What am I supposed to do “when I grow up?”


I’m in my mid twenties and going through some sort of crisis because I don’t know what to do with my life. If I go back to school I won’t be finished until I’m 31. I know that’s still young but are you serious?! 31 and “starting” life? so frustrated right now. I don’t even know what I’d go back to school for. I feel like all I’m going to do is waste more time and more money. I’ve tried aptitude tests and so on but how am I supposed to figure out what direction I should go in?

Does any one have any suggestions of where to go or who to talk to for information on work, job skills, or what jobs are even available that I might like and what schooling would be needed to do it?

Category: Tags: asked May 20, 2014

6 Answers

Find something that makes your soul happy. Do something that will bring joy to your life. Do you have any hobbies or certain interests? Maybe instead of getting a bachelors degree try an associates degree or going to a trait school?
What do you love doing? Is there something you could do connected to that? If it means going back to school, you may have to bite the bullet and do it. Lots of people do go back to school as adults. Alternatively, what about apprenticeships? That would mean you could be working at least part time while doing some time at school as well. There are lots of things you can do them in these days.Hope you find something that works for you!
· · · ·
Pick up the forum thread about not knowing what career to pursue in one's mid twenties and write what comes after its final sentence. The lines after this point come from a different source than the career-advice thread.
· · · ·
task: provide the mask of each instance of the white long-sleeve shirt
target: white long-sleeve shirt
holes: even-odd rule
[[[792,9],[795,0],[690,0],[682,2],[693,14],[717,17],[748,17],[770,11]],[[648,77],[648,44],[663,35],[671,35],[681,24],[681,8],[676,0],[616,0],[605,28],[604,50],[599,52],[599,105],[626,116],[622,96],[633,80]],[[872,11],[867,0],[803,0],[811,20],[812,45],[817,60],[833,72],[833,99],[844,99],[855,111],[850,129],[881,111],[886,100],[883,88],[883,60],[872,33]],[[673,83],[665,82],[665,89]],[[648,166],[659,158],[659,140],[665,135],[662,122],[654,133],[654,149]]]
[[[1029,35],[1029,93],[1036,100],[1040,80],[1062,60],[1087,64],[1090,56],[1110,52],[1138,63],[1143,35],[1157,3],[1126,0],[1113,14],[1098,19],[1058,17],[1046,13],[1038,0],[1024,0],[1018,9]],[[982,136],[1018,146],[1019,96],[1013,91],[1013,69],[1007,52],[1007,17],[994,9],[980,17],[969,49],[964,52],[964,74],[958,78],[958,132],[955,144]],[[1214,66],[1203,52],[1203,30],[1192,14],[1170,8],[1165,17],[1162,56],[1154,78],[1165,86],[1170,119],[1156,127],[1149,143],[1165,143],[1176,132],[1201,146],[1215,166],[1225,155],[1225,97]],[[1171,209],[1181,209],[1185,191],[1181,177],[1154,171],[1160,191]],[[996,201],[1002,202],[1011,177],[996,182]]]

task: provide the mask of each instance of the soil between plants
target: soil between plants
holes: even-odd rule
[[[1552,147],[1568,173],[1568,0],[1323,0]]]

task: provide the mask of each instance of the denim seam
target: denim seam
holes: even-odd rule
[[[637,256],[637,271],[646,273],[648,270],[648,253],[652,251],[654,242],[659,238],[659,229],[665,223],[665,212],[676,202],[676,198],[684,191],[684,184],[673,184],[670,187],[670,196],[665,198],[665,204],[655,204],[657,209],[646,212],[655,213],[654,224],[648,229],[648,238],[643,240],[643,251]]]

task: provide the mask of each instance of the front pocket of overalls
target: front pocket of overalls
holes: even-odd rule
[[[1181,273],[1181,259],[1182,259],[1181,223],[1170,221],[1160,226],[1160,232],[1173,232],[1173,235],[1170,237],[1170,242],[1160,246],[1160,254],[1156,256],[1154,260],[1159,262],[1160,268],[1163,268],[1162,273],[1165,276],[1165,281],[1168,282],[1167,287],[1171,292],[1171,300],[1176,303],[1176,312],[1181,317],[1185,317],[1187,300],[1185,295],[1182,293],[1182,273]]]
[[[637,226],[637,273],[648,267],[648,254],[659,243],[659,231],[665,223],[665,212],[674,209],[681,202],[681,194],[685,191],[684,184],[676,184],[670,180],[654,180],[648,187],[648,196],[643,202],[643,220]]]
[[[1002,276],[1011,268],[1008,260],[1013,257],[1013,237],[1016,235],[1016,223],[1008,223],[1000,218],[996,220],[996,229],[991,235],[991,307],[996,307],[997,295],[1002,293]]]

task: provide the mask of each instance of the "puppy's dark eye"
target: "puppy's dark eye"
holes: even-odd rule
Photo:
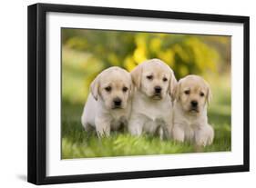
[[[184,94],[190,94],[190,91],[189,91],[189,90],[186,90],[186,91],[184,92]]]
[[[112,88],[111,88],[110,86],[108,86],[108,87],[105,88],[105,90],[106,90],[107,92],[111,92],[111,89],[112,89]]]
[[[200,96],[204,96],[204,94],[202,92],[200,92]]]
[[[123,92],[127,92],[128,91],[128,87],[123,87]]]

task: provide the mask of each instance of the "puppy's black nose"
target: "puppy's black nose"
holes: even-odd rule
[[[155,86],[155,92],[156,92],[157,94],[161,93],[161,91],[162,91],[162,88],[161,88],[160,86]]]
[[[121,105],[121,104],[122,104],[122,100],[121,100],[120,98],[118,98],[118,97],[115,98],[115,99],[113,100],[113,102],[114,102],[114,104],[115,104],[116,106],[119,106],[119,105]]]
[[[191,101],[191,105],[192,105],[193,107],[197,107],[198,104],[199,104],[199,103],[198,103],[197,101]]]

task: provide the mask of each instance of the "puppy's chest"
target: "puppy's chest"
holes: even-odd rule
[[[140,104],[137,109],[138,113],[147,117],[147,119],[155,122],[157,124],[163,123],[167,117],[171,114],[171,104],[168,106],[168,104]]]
· · · ·
**RESPONSE AREA**
Do a shitload of volunteer work, figure out something you love, and go for that. Yeah, the starting your life at 31 sucks. I know. Sometimes the cost is worth it though.
Instead of trying to find something you really enjoy doing, first try to cancel out all the things you really hate doing. Do you hate jobs in hospitals or school environments? Once that's been narrowed down, maybe think of what situation you're willing to be in as a lifestyle and financially. Would you be happy living modestly in a small city, low middle class in a big city, or even rich in the country? Do you want to interact with people, let alone spend your day helping them? or would you prefer something a little less interactive. Does your current schooling help with any of the possibilities after this? You can often major in something very different to what you got your undergrad in. I can offer more help, but Ill end it here to keep it short. Please message me if you want to talk more!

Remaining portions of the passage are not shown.